Und bei den Arbeitern selbst ist das Thema „Sonntagsarbeit“ natürlich der Dauerbrenner. Der fast einheitliche Tenor ist: „Finde ich gut, kommt für mich aber nicht in Frage.“ Doch unter den 1.000 Beschäftigten haben sich bereits über 100 an der Regelung interessiert gezeigt, so auch der Vater von Klein-Heiko. Für viele ist es die Chance, die den meisten durch den den Drei-Schicht-Betrieb bisher fast völlig verbaut war. Andere wiederum hoffen, sich mehr um ihre Hobbys kümmern zu können, und für viele ist auch die Aussicht auf vier freie Tage pro Woche von erheblichem Reiz.
★ ★ ★ ★ ★
● AUFGABE A
Was erhoffen sich laut dem Textauszug zur Sonntagsarbeit manche Beschäftigte von der Regelung, und was finden viele daran besonders reizvoll? Antworte in ein bis drei Sätzen.
● AUFGABE B
Schreib aus dem Textauszug zur Sonntagsarbeit wortgetreu ab: Fang bei den Worten „Und bei den“ an und hör nach „von erheblichem Reiz.“ auf.

● GEGEBENE DATEN
★ ★ ★ ★ ★
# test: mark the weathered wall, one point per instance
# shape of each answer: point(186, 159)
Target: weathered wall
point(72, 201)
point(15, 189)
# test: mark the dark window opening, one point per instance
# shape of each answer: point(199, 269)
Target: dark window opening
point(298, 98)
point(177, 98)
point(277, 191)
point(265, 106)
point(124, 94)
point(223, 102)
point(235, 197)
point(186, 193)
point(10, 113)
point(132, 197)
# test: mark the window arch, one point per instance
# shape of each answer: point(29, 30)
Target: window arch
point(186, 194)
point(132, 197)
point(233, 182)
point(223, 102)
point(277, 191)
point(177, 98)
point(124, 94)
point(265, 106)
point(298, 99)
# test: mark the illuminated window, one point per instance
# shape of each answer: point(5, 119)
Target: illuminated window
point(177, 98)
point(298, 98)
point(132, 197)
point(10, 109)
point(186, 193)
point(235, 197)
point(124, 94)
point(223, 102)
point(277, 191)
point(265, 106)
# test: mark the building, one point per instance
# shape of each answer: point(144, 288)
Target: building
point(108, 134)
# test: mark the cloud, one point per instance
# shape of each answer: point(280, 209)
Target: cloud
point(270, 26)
★ ★ ★ ★ ★
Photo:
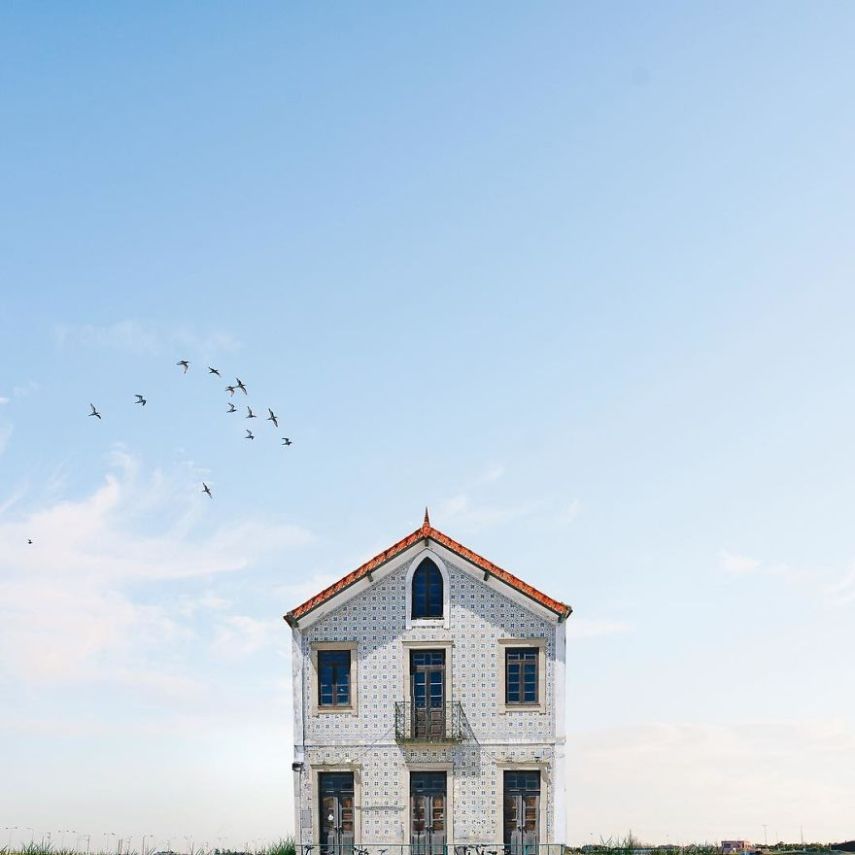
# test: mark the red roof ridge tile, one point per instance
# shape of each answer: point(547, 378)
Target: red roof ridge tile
★ ★ ★ ★ ★
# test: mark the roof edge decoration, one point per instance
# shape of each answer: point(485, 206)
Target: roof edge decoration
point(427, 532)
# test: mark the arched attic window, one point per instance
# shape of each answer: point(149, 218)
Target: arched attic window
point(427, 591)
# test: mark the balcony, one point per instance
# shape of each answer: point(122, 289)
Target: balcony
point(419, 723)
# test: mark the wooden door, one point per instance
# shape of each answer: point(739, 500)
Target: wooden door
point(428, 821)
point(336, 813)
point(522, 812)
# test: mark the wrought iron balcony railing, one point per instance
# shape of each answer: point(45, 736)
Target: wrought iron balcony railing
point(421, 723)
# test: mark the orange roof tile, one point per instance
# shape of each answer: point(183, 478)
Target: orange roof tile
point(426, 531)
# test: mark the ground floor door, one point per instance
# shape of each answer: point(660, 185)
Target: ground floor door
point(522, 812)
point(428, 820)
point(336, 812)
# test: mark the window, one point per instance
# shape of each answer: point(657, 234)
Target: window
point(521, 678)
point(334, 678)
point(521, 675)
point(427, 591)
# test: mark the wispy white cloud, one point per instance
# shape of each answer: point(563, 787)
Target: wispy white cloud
★ ★ ★ ★ ★
● LÖSUNG A
Manche Beschäftigte hoffen, sich mehr um ihre Hobbys kümmern zu können. Für viele ist außerdem die Aussicht auf vier freie Tage pro Woche sehr reizvoll.

● LÖSUNG B
Und bei den Arbeitern selbst ist das Thema „Sonntagsarbeit“ natürlich der Dauerbrenner. Der fast einheitliche Tenor ist: „Finde ich gut, kommt für mich aber nicht in Frage.“ Doch unter den 1.000 Beschäftigten haben sich bereits über 100 an der Regelung interessiert gezeigt, so auch der Vater von Klein-Heiko. Für viele ist es die Chance, die den meisten durch den den Drei-Schicht-Betrieb bisher fast völlig verbaut war. Andere wiederum hoffen, sich mehr um ihre Hobbys kümmern zu können, und für viele ist auch die Aussicht auf vier freie Tage pro Woche von erheblichem Reiz.